● EXERCISE AIM
Can you gather every line of the data below that contains the string "window"? Treat uppercase and lowercase as different.

● DATA FOR THIS TASK
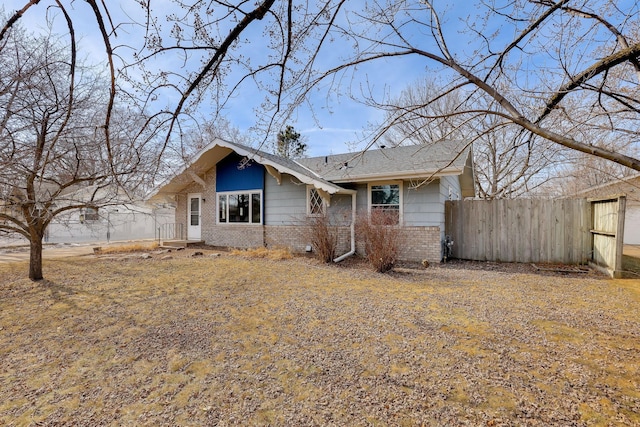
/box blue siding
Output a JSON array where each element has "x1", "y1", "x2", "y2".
[{"x1": 216, "y1": 153, "x2": 265, "y2": 191}]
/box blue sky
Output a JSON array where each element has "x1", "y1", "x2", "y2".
[
  {"x1": 3, "y1": 0, "x2": 638, "y2": 156},
  {"x1": 3, "y1": 0, "x2": 440, "y2": 156}
]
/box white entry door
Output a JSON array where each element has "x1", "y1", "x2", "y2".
[{"x1": 187, "y1": 193, "x2": 202, "y2": 240}]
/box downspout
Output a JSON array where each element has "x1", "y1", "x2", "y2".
[{"x1": 333, "y1": 190, "x2": 357, "y2": 262}]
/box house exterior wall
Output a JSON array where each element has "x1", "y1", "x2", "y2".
[
  {"x1": 176, "y1": 167, "x2": 459, "y2": 262},
  {"x1": 264, "y1": 174, "x2": 307, "y2": 225},
  {"x1": 403, "y1": 180, "x2": 444, "y2": 227}
]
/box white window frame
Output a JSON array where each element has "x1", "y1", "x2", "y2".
[
  {"x1": 367, "y1": 181, "x2": 404, "y2": 225},
  {"x1": 216, "y1": 190, "x2": 264, "y2": 225},
  {"x1": 307, "y1": 185, "x2": 327, "y2": 217},
  {"x1": 81, "y1": 206, "x2": 100, "y2": 222}
]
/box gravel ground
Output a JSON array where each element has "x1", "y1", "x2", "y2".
[{"x1": 0, "y1": 248, "x2": 640, "y2": 426}]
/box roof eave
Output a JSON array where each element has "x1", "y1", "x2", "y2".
[{"x1": 331, "y1": 168, "x2": 464, "y2": 184}]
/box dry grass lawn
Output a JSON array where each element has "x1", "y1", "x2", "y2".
[{"x1": 0, "y1": 253, "x2": 640, "y2": 426}]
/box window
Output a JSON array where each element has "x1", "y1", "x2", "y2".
[
  {"x1": 81, "y1": 207, "x2": 100, "y2": 221},
  {"x1": 307, "y1": 186, "x2": 326, "y2": 216},
  {"x1": 369, "y1": 182, "x2": 402, "y2": 224},
  {"x1": 218, "y1": 191, "x2": 262, "y2": 224}
]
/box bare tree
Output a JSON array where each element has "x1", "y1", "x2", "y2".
[
  {"x1": 0, "y1": 22, "x2": 155, "y2": 280},
  {"x1": 290, "y1": 0, "x2": 640, "y2": 170},
  {"x1": 6, "y1": 0, "x2": 640, "y2": 196},
  {"x1": 275, "y1": 125, "x2": 307, "y2": 159}
]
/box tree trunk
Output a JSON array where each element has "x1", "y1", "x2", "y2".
[{"x1": 29, "y1": 233, "x2": 43, "y2": 281}]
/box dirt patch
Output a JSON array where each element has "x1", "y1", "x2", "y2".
[{"x1": 0, "y1": 254, "x2": 640, "y2": 426}]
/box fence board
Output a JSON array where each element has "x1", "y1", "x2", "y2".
[{"x1": 445, "y1": 199, "x2": 591, "y2": 264}]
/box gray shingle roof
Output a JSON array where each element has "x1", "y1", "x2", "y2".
[{"x1": 298, "y1": 141, "x2": 471, "y2": 183}]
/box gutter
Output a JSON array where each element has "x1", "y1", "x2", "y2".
[{"x1": 333, "y1": 190, "x2": 358, "y2": 262}]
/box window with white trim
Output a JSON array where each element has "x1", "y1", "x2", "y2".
[
  {"x1": 307, "y1": 185, "x2": 326, "y2": 216},
  {"x1": 218, "y1": 190, "x2": 262, "y2": 224},
  {"x1": 81, "y1": 206, "x2": 100, "y2": 221},
  {"x1": 369, "y1": 181, "x2": 402, "y2": 224}
]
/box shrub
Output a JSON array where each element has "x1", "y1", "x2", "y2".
[
  {"x1": 357, "y1": 209, "x2": 401, "y2": 273},
  {"x1": 307, "y1": 214, "x2": 338, "y2": 263}
]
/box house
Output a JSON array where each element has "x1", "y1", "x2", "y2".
[
  {"x1": 572, "y1": 174, "x2": 640, "y2": 245},
  {"x1": 149, "y1": 139, "x2": 474, "y2": 262}
]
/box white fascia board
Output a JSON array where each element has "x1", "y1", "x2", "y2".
[
  {"x1": 331, "y1": 168, "x2": 463, "y2": 183},
  {"x1": 218, "y1": 140, "x2": 344, "y2": 194}
]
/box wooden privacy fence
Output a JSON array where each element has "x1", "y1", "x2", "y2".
[
  {"x1": 445, "y1": 199, "x2": 591, "y2": 264},
  {"x1": 445, "y1": 197, "x2": 624, "y2": 274},
  {"x1": 589, "y1": 196, "x2": 626, "y2": 277}
]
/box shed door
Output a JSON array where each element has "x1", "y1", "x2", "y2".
[{"x1": 187, "y1": 193, "x2": 202, "y2": 240}]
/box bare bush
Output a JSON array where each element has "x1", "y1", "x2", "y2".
[
  {"x1": 307, "y1": 213, "x2": 338, "y2": 263},
  {"x1": 357, "y1": 209, "x2": 402, "y2": 273}
]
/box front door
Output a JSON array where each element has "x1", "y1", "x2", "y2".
[{"x1": 187, "y1": 193, "x2": 202, "y2": 240}]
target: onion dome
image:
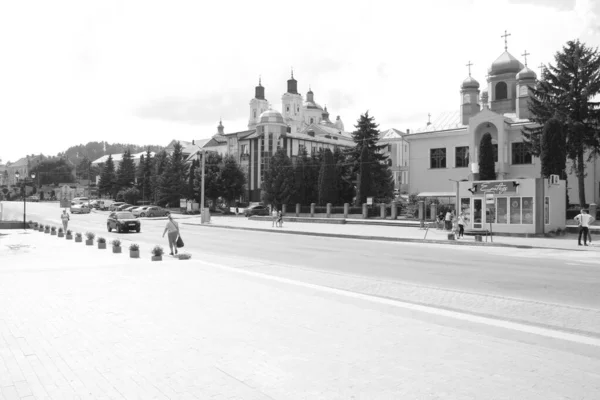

● FINISHED TASK
/box white window frame
/box window
/box window with white trim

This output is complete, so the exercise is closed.